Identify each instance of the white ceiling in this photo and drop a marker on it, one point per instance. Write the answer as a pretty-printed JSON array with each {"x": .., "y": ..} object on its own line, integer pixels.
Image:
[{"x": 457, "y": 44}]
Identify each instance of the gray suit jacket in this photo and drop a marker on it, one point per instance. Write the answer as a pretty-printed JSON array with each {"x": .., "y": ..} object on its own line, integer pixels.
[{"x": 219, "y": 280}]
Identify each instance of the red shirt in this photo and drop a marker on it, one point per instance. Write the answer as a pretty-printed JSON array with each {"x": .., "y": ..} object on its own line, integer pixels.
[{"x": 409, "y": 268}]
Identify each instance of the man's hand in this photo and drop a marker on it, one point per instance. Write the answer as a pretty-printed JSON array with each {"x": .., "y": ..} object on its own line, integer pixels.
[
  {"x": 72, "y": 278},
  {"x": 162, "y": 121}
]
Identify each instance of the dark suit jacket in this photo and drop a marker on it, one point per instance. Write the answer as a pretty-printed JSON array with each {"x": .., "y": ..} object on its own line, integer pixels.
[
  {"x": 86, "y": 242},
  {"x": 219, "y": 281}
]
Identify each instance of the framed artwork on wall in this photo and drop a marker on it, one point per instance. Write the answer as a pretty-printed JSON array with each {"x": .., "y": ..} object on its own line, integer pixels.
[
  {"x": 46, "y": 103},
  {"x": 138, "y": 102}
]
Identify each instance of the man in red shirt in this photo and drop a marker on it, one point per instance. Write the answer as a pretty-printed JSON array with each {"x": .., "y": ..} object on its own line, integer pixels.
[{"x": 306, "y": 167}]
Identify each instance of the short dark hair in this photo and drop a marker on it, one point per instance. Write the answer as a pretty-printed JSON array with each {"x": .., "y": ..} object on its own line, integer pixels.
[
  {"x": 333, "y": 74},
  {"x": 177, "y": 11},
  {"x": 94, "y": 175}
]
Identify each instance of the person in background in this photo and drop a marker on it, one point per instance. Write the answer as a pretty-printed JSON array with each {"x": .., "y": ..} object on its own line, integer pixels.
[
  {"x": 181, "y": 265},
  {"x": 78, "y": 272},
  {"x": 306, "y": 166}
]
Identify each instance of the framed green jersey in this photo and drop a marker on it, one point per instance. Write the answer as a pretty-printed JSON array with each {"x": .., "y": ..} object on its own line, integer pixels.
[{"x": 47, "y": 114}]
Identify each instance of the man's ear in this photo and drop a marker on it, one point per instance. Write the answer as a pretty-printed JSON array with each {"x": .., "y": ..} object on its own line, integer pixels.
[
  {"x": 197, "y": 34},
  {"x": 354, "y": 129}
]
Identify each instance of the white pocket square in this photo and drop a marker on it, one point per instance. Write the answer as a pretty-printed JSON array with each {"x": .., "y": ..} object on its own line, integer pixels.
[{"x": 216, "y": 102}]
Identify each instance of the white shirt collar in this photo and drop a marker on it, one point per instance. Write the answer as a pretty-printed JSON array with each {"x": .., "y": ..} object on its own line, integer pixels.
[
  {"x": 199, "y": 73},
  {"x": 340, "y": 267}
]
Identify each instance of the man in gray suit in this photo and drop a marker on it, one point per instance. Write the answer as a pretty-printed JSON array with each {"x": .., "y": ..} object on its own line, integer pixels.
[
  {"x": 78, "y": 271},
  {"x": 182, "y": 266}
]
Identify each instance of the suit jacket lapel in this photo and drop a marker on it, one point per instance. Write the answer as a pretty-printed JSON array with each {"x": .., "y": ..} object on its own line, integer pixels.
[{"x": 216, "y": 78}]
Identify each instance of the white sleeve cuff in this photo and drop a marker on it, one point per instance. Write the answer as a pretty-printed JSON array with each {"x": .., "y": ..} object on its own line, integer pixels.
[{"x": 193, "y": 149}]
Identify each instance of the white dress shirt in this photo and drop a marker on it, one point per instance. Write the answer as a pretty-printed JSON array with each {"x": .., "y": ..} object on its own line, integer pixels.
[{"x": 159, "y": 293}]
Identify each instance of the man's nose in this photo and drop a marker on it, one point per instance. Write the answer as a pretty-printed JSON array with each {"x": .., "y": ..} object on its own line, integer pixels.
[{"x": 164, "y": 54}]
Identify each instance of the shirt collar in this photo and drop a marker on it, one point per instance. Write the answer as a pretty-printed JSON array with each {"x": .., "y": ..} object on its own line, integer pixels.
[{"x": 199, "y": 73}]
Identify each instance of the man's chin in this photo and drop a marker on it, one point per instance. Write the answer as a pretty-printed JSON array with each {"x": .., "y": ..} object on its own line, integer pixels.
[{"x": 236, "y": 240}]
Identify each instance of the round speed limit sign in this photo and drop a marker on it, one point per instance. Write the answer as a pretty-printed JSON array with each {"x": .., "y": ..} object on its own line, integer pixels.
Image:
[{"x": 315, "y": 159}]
##########
▸ WHAT NEEDS TO BE DONE:
Nothing may be left out or altered: reproduce the complete listing.

▸ YOUR RESPONSE:
Identify each instance of the white ceiling in this photo and drop a marker on it, one point per instance. Write the answer as a pretty-printed JSON array with each {"x": .., "y": ..} object on its own line, integer pixels.
Image:
[{"x": 457, "y": 44}]
Identify each instance of the gray suit jacket in this photo and drop a marker on it, one point per instance. Write the answer as a pretty-printed JSON array with each {"x": .., "y": ..} object on its own line, integer pixels.
[{"x": 219, "y": 280}]
Identify each instance of the red shirt in this photo and drop a marker on it, one point per instance. Write the answer as a pretty-printed JSON array with each {"x": .., "y": ..} object on its own line, integer pixels.
[{"x": 409, "y": 268}]
Identify each instance of the man's hand in this photo and drop a marker on it, one point per instance. Write the answer as a pretty-printed JSON array with each {"x": .., "y": ..} object on its own line, integer pixels.
[
  {"x": 72, "y": 278},
  {"x": 162, "y": 121}
]
Identify each instance of the dark suit jacket in this photo and drop a marker on it, one point per instance. Write the answer as a pretty-printed JSON array with each {"x": .., "y": ..} object on its own line, integer pixels.
[
  {"x": 86, "y": 242},
  {"x": 219, "y": 281}
]
Identify each instance of the framed artwork on wall in this photo and drop a marker on it, one point per instance. Write the answer as a pretty-printed JSON array with each {"x": .., "y": ..} object on its own line, integer pixels.
[
  {"x": 46, "y": 103},
  {"x": 138, "y": 102}
]
Identify each instance of the man in red shirt in this photo and drop a marker on it, one point per instance. Write the answer as a pretty-printed JSON array with each {"x": .., "y": ..} object on its own line, integer pixels.
[{"x": 306, "y": 167}]
Identify each instance of the short dark hair in this photo and drop a marker on it, one point per instance. Write the answer as a pretty-printed JSON array with each {"x": .., "y": ..} object on its own line, integer pixels.
[
  {"x": 333, "y": 74},
  {"x": 177, "y": 11},
  {"x": 94, "y": 175}
]
Identify each instance of the person in background in this photo and drop a marker on it, one point per instance. Write the answer as a pretty-printed JSON array with each {"x": .., "y": ..} object on its own line, integer pixels.
[
  {"x": 181, "y": 265},
  {"x": 78, "y": 272},
  {"x": 306, "y": 166}
]
Identify each instance of the framed green jersey in this photo and drop a marker on it, one point per instance. Write the answer as a pretty-printed JSON array with each {"x": .., "y": ..} object on its own line, integer pixels.
[{"x": 47, "y": 114}]
Identify each instance of the man's ear in this photo and drop a marker on it, one point per instance. Write the answer as a pretty-printed JSON array with each {"x": .., "y": ..} object on its own line, integer pixels.
[
  {"x": 197, "y": 34},
  {"x": 354, "y": 129}
]
Identify each instance of the white pocket square in this photo and drop a marker on it, one point per instance. Write the answer as a pretty-printed JSON array with each {"x": .., "y": ..} object on its own line, integer pixels.
[{"x": 216, "y": 102}]
Identify each instance of the white shirt collar in this photo and drop a marker on it, one point per instance. Write the answer as a pretty-printed JSON array with each {"x": .., "y": ..} object on its own line, integer pixels.
[
  {"x": 199, "y": 73},
  {"x": 340, "y": 267}
]
Identify each instance of the man in gray suit in this photo and drop a marker on it, one point per instance. Write the answer as a pretty-printed JSON array with each {"x": .., "y": ..} object on its own line, integer pixels.
[
  {"x": 78, "y": 271},
  {"x": 182, "y": 266}
]
Identify each instance of the suit jacket lapel in this photo and drop a marker on it, one point per instance. Write the answer as a pretty-printed JSON array with each {"x": .., "y": ..} object on its own line, integer pixels.
[{"x": 216, "y": 78}]
Identify each instance of the white sleeve cuff in this photo and drop a marker on it, one point per instance. Write the answer as a pretty-printed JSON array with each {"x": .., "y": ..} object on its own line, integer pixels.
[{"x": 193, "y": 149}]
Identify each instance of the white dress shirt in this photo and drop a marker on it, one point per instance. Write the answer as a pretty-printed JSON array with each {"x": .., "y": ..} object on its own line, integer pixels.
[{"x": 159, "y": 293}]
Identify each instance of the man's nose in this photo and drop a marker on it, one point per instance. Write the answer as a pretty-printed JSON array with each {"x": .., "y": ..} object on its own line, integer pixels.
[{"x": 164, "y": 54}]
Identify each instance of the shirt collar in this photo and drop a marker on it, one point per instance. Write the answer as a pretty-printed JSON array with each {"x": .., "y": ..} object on its own line, integer pixels.
[{"x": 199, "y": 73}]
Identify each instance of the man's chin in this photo and drop a marker on it, one point per instance. Write the answer as a pretty-printed JSON array with each {"x": .., "y": ..} object on its own line, integer pixels.
[{"x": 236, "y": 240}]
Identify each instance of the round speed limit sign in this photo and drop a marker on it, one point per instance. Write the answer as a pretty-printed JSON array with each {"x": .., "y": ..} object on its own line, integer pixels.
Image:
[{"x": 315, "y": 159}]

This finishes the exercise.